* **Goal of the exercise**:
Edit the rows from the one containing "Find red turtleneck" through the last row, inclusive, replacing "seated" with "sitting". Leave everything else unchanged and return only those rows.

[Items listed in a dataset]

---

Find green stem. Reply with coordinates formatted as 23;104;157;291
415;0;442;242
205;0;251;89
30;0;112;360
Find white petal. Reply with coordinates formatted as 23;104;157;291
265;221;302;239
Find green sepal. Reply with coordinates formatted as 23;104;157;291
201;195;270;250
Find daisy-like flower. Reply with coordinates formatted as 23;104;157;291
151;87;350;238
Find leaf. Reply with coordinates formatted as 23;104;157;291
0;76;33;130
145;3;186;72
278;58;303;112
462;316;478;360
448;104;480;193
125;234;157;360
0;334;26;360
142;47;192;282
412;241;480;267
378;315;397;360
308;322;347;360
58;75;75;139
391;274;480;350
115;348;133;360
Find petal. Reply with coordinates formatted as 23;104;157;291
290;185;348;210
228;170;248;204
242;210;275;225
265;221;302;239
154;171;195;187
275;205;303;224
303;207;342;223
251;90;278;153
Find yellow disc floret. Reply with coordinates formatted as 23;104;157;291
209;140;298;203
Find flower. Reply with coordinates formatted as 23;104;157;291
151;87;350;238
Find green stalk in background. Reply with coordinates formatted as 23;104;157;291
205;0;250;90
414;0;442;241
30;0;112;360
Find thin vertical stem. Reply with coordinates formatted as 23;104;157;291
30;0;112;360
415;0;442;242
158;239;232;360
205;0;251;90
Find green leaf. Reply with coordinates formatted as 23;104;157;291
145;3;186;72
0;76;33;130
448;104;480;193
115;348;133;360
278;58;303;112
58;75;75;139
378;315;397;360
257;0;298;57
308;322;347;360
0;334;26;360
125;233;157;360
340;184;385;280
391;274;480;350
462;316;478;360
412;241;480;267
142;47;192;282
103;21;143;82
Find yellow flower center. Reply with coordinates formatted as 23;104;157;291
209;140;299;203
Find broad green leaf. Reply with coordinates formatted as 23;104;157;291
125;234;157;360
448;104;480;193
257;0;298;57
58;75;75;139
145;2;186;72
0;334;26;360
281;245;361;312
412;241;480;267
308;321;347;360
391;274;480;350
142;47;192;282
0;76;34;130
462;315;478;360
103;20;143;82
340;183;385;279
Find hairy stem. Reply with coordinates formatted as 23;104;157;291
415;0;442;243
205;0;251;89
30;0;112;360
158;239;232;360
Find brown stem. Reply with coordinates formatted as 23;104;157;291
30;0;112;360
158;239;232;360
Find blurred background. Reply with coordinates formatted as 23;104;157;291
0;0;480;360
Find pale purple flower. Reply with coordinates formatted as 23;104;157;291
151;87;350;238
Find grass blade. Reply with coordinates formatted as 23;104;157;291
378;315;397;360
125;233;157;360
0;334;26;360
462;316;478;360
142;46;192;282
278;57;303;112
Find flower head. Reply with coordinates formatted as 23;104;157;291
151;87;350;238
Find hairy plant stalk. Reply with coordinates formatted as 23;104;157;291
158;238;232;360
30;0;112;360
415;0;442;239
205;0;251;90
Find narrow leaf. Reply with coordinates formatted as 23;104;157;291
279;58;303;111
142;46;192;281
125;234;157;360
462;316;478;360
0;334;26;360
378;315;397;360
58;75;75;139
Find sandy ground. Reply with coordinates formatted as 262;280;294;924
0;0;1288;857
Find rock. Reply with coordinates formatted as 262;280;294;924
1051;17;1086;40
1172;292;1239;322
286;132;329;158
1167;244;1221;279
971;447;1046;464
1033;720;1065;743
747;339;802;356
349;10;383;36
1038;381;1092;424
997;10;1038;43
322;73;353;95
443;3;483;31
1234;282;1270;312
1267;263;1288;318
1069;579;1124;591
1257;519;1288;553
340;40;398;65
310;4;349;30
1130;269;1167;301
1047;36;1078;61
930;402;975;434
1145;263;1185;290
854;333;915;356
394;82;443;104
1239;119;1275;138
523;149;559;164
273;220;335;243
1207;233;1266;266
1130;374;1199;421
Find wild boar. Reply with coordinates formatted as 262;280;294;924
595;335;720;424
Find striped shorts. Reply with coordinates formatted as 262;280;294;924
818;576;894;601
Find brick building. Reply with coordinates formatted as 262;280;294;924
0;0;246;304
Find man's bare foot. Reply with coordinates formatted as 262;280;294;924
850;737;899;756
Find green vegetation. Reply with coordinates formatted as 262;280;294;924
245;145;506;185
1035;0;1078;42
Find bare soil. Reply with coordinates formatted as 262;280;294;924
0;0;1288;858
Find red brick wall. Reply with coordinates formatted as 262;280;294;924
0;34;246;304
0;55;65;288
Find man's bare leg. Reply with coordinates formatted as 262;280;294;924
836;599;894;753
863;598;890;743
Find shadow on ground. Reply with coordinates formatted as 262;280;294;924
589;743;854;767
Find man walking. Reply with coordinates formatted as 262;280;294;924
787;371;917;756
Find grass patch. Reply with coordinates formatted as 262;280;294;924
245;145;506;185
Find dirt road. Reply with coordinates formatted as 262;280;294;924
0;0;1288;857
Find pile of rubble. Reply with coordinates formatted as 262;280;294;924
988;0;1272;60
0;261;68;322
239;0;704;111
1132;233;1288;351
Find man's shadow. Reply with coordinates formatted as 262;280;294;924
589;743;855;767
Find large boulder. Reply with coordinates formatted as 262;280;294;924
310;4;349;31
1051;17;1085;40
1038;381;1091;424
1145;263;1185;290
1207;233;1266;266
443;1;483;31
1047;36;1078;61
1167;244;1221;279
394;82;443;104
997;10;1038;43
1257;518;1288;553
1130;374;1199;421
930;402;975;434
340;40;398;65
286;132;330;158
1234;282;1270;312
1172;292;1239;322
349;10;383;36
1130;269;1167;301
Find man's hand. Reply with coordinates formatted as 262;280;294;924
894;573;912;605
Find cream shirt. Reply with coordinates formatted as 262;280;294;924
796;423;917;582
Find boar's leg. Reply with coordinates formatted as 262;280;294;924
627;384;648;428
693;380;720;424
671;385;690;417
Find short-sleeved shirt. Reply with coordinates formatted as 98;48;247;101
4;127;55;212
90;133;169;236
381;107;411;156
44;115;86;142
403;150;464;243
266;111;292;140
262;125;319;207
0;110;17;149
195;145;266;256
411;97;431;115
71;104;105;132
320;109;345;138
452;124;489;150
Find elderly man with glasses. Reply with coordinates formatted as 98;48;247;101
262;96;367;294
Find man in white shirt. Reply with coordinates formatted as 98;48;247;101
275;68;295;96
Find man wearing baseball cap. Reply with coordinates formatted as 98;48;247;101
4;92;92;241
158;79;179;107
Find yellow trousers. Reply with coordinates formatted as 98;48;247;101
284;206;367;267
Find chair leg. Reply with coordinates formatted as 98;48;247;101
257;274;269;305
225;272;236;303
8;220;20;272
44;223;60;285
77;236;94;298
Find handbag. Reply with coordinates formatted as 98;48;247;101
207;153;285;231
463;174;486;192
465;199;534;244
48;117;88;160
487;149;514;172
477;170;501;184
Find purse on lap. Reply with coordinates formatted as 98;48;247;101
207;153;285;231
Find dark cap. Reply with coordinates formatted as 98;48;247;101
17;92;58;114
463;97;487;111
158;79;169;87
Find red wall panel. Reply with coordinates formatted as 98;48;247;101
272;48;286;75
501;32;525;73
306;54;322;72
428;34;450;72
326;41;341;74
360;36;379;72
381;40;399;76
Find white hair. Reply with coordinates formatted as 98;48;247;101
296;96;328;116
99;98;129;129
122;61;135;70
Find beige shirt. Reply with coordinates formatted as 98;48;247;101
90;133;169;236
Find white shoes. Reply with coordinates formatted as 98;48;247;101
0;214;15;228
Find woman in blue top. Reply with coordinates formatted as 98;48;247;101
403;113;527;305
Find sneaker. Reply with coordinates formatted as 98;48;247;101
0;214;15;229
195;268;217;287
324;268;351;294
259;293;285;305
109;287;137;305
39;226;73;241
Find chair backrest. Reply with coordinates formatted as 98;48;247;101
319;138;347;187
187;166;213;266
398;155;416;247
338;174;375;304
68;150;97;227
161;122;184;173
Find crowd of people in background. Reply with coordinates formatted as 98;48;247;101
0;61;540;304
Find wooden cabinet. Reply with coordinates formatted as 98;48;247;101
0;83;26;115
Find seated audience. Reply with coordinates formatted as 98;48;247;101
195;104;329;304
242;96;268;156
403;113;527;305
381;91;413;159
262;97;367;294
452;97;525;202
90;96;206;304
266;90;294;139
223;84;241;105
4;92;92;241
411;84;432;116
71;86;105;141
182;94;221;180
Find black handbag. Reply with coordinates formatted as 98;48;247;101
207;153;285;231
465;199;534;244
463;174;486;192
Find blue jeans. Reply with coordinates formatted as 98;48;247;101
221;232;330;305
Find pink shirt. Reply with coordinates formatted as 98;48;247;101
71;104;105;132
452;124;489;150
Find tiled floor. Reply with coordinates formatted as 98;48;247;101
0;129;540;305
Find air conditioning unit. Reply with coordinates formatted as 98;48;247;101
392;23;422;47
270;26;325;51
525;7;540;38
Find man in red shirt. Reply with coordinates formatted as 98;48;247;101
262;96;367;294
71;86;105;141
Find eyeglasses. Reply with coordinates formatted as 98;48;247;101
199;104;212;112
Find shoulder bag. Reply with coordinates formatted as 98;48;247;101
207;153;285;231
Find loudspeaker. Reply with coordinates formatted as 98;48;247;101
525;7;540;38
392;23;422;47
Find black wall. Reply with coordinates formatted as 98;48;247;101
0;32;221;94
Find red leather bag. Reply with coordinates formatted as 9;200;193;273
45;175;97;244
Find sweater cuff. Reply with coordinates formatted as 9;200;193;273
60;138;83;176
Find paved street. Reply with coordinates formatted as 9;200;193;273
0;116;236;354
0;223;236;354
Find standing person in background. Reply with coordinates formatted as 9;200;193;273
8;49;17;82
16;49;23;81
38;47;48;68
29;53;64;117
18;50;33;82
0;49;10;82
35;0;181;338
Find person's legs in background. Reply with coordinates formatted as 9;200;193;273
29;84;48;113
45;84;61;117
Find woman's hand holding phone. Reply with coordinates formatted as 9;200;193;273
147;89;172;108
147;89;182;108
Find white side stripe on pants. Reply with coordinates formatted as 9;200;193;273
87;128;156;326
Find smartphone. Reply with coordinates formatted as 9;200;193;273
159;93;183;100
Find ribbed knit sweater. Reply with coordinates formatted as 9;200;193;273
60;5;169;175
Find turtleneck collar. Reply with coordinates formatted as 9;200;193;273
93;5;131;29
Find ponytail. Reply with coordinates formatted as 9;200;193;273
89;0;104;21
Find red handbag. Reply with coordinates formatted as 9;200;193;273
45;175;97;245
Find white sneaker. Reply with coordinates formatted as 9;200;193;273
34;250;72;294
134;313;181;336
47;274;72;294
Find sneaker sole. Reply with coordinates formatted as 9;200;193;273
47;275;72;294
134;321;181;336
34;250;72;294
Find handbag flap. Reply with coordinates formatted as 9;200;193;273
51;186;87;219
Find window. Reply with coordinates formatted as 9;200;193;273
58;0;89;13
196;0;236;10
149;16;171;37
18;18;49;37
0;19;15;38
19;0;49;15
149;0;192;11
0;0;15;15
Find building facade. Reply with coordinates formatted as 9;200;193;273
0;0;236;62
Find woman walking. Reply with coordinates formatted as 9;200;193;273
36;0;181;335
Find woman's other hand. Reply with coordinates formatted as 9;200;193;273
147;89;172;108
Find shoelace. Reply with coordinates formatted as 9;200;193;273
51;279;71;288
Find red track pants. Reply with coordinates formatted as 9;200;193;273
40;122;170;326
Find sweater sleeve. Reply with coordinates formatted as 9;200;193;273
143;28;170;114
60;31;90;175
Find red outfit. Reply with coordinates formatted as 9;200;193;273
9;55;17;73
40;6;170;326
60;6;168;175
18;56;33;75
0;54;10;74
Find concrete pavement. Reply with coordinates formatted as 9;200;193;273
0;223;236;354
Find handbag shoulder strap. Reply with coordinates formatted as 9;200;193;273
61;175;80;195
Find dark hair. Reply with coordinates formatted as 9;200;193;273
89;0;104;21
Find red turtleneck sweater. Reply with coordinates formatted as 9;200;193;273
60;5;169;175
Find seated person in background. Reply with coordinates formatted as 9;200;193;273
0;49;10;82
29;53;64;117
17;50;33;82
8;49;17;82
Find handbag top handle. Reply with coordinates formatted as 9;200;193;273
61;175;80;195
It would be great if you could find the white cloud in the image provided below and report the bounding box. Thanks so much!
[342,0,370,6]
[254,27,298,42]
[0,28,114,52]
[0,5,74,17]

---

* **Result**:
Find red turtleneck sweater. Reply with coordinates formatted as 9;200;193;273
60;5;169;175
Find sitting person in background. Reply with coordinates formatted as 9;200;193;273
0;49;10;82
29;53;64;117
17;50;33;82
8;49;17;82
Find handbag top handle. Reply with coordinates formatted as 9;200;193;273
61;175;80;195
It would be great if you could find the white cloud in the image provided below and report the bounding box. Thanks so much!
[342,0,370,6]
[254,27,298,42]
[0,28,114,52]
[0,5,74,17]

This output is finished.